Extrait du document –
================================

On lit dans la presse à sensation : “Il l’aime, il lui fait des cadeaux, elle le quitte, il la tue !”
Une observation domine le contexte du crime passionnel, car on sait que le désir égoïste excite les passions et que la passion échauffe le sang et anéanti la réflexion. C’est cette puissance destructrice de la passion égoïste qui peut conduire au passage à l’acte criminel. C’est pourquoi la domination des passions et le désir égoïste avertissent les caractères faibles contre le danger du passage à l’acte criminel.
Car, si se comporter en criminel apparaît bien inutile à l’esprit du commun, le fait de pouvoir enfin agir, face au sentiment de mépris, d’annihilation et d’injustice subie, est ce qui retient le futur criminel “à un certain niveau d’existence morale”, selon un point de vue égoïste et “totalement amoral”.
Dans la dynamique psychologique qui prépare au crime passionnel, l’existence du futur criminel est devenue dépourvue de sens. Il ne voit plus, dans la souffrance égoïste de sa passion déçue, que l’attirance définitive pour nier l’aspect illogique de son existence vile. C’est pourquoi le désir égoïste veut “lui faire mal”.
C’est le désir de vengeance qui l’entraîne à vouloir affirmer son “inexistence morale” déficiente par une tentative d’annihilation de sa souffrance médiocre et subalterne, par la destruction de l’autre.
La justification du crime passionnel est qu’il nie la volonté de l’autre de vivre sans lui.

================================

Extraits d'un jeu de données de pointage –
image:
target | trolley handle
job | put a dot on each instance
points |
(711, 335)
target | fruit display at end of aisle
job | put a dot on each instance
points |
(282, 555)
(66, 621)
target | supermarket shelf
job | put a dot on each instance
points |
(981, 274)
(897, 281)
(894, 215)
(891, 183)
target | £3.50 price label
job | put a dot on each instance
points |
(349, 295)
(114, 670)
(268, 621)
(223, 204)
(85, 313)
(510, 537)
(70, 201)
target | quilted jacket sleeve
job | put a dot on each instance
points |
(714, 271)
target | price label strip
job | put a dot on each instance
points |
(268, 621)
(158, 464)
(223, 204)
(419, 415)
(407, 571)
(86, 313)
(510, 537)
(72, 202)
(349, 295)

================================

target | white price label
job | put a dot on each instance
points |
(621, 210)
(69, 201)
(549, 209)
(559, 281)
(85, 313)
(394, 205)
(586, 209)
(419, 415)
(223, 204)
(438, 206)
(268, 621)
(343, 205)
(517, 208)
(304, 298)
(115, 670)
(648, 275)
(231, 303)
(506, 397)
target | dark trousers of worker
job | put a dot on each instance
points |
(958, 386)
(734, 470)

================================

Série d'exercices –
**a)** Répondez brièvement à ces questions sur le texte consacré au crime passionnel.
(i) Selon le texte, qu'est-ce que la passion échauffe et qu'est-ce qu'elle anéantit ?
(ii) Que veut le désir égoïste, d'après le texte ?
(iii) Quelle est, selon le texte, la justification du crime passionnel ?
**b)** Rédigez la suite du texte sur le crime passionnel, à partir de sa dernière phrase.
Ces enregistrements n'ont aucun lien avec le texte.

Corrigé –
**a)**
(i) La passion échauffe le sang et anéantit la réflexion.
(ii) Le désir égoïste veut « lui faire mal ».
(iii) Le crime passionnel nie la volonté de l'autre de vivre sans lui.

**b)**
Sans le désir égoïste de domination et de sa passion faussée, le futur criminel cherche le chemin qui mène à l’annihilation de sa souffrance médiocre et même à la négation de la vie. Et pour cette seule raison, il prend en horreur tous les désirs qui provenaient auparavant de sa passion amoureuse égoïste.
C’est pourquoi sa passion égoïste se transforme tout naturellement en désir de se venger.
Il veut voir l’annihilation de sa passion devenue ennemie ! Le détachement impossible de la liaison amoureuse détermine les fausses valeurs de substitution du désir égoïste de vengeance. Rien n’est plus étranger au futur criminel passionnel que la véritable passion amoureuse altruiste. Sa passion, c’est le fanatisme du propriétaire dominant qui se transforme, tel un dieu vengeur, en vengeance du justicier.
Rien ne répugne plus à son instinct de propriétaire dominant que cette tension et que cette servitude morale de l’homme trahi. Le besoin d’apaiser cette tension domine le désir de vengeance dans la psychologie du crime passionnel. Sans une véritable passion amoureuse altruiste, cette forme de souffrance morale n’est plus sanctifiée par le pardon, ni par un sentiment de compassion ou même de charité.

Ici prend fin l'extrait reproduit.